<<<<

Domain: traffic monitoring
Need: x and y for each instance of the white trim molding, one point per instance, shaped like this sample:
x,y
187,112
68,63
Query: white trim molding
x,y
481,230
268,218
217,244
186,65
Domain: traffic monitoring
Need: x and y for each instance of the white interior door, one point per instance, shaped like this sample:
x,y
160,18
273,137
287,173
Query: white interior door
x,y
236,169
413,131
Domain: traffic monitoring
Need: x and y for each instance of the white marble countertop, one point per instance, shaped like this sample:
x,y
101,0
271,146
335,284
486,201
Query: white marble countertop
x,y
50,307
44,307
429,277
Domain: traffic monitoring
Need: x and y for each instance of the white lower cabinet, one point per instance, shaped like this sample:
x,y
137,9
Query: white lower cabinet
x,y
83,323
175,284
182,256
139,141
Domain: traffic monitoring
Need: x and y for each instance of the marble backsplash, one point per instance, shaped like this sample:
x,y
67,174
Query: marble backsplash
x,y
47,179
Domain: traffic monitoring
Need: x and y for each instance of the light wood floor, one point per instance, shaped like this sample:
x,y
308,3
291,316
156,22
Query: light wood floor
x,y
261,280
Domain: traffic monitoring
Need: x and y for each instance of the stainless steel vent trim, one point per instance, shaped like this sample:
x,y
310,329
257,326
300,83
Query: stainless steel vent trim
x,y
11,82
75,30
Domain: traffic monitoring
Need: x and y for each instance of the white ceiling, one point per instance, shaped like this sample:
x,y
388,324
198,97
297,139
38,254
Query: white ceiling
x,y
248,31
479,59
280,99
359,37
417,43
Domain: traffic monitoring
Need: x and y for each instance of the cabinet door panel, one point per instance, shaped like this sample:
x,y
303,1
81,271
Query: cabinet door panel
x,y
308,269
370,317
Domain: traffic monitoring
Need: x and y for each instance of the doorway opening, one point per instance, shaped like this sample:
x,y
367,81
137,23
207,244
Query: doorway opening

>>>>

[What this task involves]: What you give back must match the records word for word.

[Output]:
Domain: traffic monitoring
Need: x and y for each instance of the white trim molding, one point per instance, shaped like this sample:
x,y
187,112
68,63
Query: white trim molding
x,y
481,230
268,218
217,244
186,65
Domain: traffic monitoring
Need: x and y for each instance of the white interior door, one point per instance, shaped like this sample:
x,y
160,18
273,137
287,173
Query: white interior door
x,y
236,169
413,131
Domain: traffic monitoring
Need: x and y for each instance of the white marble countertop, one point per instance, shaped like this sample:
x,y
101,0
271,146
335,284
486,201
Query: white marble countertop
x,y
50,307
44,307
429,277
Domain: traffic monitoring
Need: x and y for each instance of the white lower cabinet, one point per instance, shaped like this sample:
x,y
137,9
Query: white lower cabinet
x,y
83,323
175,284
182,256
139,141
Domain: traffic monitoring
Need: x and y for each instance of the marble backsplash, one point per instance, shaped like this sample:
x,y
67,174
Query: marble backsplash
x,y
47,179
Domain: traffic monitoring
Need: x and y for each instance of the light wood floor, one point per instance, shaped like this sample:
x,y
308,3
291,316
156,22
Query: light wood floor
x,y
261,280
Domain: traffic monitoring
Need: x and y for each instance of the stainless steel vent trim, one point per instance, shaped like this sample:
x,y
310,329
257,326
300,83
Query: stainless steel vent trim
x,y
11,82
75,30
Domain: traffic monitoring
Need: x and y for each instance of the white ceiling, one point per instance, shaped like this sample:
x,y
388,324
198,97
297,139
38,254
Query: white ceiling
x,y
248,31
479,59
280,99
359,37
417,43
Domain: traffic monitoring
Need: x and y for each instance of the cabinet door panel, one point per instance, shaped like this sample:
x,y
303,1
81,271
Query: cabinet door panel
x,y
308,269
370,317
Domain: traffic monitoring
Need: x and y for each instance of the doorway opening, one point per instance, shaped like this sample:
x,y
367,81
137,23
207,244
Query: doorway opening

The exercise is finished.